> Directions for this task
Count the lines of the listing below that contain the string "forest", matching case exactly, and reply with that number alone.
--- START Records shown ---
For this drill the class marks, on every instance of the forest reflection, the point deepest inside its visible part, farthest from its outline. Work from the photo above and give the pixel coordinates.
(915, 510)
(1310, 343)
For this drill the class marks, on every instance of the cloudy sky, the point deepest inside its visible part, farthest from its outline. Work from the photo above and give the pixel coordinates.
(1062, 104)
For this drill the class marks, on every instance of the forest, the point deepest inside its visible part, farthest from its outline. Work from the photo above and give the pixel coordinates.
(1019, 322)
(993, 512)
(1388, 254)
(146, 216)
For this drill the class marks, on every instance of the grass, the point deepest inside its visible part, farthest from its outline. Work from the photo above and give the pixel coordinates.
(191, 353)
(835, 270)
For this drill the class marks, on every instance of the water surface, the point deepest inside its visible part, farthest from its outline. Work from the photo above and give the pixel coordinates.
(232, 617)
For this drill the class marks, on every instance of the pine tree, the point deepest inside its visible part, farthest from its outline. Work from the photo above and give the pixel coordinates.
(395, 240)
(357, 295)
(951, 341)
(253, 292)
--- END Records shown ---
--- START Records shown ---
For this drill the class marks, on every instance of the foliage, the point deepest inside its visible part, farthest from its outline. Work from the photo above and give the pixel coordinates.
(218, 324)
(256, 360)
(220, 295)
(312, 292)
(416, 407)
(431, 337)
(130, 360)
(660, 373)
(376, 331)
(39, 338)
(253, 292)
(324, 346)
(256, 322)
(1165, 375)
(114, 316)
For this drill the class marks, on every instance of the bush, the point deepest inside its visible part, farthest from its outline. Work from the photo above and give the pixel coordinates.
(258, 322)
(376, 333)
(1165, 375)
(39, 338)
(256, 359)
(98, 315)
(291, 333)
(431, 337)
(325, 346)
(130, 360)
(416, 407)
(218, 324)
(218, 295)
--- END Records shown ---
--- START Records shown ---
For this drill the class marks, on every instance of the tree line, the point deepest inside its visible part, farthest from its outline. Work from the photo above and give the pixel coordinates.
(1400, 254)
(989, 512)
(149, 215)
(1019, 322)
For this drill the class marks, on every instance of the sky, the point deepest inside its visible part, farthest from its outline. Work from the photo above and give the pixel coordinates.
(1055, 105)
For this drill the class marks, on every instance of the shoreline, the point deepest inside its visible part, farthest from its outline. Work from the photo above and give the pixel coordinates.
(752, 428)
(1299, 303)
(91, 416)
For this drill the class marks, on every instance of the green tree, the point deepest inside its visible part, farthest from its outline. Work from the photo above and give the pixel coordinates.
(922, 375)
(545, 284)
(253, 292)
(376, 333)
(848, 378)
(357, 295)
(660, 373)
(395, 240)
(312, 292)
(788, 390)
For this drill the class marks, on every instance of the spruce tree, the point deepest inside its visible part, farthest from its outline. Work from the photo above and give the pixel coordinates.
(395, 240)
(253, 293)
--- END Records shown ---
> Completed exercise
2